#### [INSTRUCTIONS TO FOLLOW]
Exact copies of the line with "Can you see the road" and of all lines after it through the end of the entries are required, and no other lines.

Stored records:
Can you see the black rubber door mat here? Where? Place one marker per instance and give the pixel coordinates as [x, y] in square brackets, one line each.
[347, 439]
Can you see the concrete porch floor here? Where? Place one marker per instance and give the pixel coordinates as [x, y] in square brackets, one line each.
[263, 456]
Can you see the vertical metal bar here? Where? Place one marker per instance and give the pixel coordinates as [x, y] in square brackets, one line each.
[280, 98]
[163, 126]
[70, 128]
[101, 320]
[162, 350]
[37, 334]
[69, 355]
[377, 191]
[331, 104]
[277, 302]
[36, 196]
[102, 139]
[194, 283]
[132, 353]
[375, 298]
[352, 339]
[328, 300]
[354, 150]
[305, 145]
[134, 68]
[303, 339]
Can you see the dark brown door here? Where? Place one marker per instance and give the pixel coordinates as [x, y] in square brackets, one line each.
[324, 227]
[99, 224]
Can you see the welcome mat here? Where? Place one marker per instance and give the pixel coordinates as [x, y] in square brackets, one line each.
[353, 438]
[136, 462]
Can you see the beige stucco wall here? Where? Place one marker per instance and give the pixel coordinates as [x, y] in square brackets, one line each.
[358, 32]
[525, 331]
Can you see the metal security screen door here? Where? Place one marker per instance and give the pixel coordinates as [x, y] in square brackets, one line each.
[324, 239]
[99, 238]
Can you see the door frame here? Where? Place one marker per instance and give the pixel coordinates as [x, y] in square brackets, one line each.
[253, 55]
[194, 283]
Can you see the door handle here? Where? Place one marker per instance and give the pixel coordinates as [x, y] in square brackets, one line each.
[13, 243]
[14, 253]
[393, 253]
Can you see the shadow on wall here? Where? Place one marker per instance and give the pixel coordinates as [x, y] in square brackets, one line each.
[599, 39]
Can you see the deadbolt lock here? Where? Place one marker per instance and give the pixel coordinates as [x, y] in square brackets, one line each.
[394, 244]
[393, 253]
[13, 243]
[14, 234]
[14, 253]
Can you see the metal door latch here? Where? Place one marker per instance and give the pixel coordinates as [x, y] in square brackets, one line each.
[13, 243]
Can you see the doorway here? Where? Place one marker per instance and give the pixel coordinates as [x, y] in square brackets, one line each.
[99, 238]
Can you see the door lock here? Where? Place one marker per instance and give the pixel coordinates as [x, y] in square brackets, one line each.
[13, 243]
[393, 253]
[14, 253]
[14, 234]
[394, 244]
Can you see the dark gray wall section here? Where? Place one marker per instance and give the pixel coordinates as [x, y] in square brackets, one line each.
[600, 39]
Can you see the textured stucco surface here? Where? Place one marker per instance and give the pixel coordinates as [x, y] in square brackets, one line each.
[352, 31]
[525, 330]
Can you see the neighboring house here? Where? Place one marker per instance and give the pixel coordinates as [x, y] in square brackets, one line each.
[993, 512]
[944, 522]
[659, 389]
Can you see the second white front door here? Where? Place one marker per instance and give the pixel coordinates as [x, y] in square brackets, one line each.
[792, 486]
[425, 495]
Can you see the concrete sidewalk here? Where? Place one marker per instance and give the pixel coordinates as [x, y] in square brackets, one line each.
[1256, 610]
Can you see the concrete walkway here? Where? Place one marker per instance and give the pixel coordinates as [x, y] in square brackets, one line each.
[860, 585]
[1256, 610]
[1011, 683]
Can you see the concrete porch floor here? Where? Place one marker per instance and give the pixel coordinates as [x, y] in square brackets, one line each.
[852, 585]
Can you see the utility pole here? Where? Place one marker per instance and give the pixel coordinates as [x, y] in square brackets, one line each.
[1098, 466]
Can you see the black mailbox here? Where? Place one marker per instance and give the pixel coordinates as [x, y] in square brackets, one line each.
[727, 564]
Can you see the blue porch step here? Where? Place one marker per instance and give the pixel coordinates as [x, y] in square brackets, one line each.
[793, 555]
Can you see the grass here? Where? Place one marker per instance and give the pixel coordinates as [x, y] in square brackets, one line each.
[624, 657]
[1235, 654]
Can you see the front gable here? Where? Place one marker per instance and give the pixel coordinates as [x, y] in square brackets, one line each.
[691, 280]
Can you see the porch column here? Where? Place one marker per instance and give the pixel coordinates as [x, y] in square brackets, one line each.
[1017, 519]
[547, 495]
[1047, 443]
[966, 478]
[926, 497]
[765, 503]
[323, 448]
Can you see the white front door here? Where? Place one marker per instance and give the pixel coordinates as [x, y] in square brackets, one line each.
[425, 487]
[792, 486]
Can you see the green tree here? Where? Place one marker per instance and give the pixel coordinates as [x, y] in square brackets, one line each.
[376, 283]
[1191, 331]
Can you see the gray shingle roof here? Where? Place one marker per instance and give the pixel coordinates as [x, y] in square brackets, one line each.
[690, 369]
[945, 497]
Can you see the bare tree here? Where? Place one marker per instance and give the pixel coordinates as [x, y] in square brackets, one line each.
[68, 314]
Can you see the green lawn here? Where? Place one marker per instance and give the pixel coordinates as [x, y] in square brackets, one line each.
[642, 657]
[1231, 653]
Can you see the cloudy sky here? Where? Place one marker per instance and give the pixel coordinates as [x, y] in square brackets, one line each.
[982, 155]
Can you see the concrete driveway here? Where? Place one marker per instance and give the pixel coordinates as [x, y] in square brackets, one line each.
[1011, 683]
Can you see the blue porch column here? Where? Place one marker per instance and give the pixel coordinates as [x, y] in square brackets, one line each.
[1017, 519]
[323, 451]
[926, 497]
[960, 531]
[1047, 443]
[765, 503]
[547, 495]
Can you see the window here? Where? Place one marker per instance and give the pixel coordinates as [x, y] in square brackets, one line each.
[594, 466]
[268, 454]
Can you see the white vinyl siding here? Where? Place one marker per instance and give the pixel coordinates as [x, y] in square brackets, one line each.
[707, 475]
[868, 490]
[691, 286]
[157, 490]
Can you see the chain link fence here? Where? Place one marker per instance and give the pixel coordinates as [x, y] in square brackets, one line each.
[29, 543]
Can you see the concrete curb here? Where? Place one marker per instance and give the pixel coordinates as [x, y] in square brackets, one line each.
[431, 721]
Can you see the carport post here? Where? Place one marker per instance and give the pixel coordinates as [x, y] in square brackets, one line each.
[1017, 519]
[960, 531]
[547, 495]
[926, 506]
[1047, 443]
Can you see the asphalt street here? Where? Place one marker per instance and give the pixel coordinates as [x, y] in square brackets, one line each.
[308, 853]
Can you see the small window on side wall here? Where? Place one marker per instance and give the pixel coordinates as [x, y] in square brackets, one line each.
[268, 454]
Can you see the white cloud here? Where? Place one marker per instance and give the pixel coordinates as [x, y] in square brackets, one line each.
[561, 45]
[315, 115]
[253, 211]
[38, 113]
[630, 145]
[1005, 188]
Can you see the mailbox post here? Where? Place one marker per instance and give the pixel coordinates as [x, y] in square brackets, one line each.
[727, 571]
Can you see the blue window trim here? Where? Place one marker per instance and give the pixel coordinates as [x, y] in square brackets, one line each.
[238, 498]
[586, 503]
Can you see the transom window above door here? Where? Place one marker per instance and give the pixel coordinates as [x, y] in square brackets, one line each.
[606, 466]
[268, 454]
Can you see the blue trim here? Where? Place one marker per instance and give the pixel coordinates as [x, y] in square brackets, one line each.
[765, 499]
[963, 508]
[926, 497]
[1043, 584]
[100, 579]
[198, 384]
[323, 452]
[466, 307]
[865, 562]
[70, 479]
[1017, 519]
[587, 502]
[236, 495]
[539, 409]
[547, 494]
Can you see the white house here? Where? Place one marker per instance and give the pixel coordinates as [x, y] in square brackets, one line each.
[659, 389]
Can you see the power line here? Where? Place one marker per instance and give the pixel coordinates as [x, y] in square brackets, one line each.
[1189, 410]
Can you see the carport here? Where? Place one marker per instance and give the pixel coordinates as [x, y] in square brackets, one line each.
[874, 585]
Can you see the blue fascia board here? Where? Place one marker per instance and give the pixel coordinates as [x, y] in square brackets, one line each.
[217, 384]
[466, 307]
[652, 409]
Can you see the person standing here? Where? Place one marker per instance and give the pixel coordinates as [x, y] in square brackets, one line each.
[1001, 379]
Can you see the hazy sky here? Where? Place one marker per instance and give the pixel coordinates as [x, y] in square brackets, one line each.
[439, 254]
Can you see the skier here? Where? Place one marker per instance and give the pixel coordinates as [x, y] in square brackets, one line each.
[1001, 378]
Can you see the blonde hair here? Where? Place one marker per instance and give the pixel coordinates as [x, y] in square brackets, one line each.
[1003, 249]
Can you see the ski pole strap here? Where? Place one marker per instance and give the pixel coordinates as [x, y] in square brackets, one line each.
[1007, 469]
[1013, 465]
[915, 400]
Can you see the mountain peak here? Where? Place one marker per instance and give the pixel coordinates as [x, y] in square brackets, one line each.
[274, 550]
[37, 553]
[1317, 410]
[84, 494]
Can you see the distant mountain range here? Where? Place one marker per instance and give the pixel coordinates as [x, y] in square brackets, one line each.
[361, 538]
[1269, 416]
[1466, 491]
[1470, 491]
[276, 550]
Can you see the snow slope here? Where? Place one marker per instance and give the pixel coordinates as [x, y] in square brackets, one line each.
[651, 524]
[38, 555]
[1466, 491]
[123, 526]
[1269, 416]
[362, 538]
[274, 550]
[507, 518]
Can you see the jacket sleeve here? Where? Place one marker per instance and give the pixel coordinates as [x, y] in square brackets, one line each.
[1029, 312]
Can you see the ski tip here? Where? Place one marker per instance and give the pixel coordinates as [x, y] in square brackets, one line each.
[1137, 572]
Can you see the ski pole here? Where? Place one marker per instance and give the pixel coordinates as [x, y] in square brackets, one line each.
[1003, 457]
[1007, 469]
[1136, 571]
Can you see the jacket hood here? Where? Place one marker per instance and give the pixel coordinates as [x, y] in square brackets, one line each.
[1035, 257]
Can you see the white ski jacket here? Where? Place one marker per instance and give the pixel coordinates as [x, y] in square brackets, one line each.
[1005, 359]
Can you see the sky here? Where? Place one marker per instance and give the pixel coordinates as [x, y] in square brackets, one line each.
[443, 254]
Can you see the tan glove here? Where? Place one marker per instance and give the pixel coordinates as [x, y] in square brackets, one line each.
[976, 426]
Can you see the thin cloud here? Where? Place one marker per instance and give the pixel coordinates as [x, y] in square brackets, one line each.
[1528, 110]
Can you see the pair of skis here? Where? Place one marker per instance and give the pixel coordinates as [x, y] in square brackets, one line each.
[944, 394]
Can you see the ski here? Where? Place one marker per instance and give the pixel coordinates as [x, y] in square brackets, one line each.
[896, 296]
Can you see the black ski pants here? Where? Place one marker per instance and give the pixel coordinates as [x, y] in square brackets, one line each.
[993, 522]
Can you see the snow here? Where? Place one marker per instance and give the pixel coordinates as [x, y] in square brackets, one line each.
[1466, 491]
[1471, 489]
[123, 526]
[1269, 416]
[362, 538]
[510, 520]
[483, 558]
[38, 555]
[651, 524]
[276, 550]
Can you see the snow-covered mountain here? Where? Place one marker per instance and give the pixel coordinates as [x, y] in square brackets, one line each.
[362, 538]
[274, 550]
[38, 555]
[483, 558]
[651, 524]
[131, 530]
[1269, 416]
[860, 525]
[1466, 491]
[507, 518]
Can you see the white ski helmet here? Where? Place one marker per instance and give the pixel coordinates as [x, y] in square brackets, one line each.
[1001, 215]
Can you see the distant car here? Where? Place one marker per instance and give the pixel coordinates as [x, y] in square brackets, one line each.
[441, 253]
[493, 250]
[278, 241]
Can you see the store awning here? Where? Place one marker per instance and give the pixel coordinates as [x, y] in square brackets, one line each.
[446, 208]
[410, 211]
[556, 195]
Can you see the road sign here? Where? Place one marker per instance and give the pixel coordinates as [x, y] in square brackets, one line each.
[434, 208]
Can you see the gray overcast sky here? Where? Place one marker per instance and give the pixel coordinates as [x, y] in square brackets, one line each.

#### [EXPECTED ANSWER]
Can you see the road sign here? Where? Place one marker per instance and give the pixel coordinates as [x, y] in square brackets, one line each.
[434, 208]
Can you see the gray overcast sky here? Where? Place one marker per instance and give the pixel coordinates as [x, y] in square brackets, one line each.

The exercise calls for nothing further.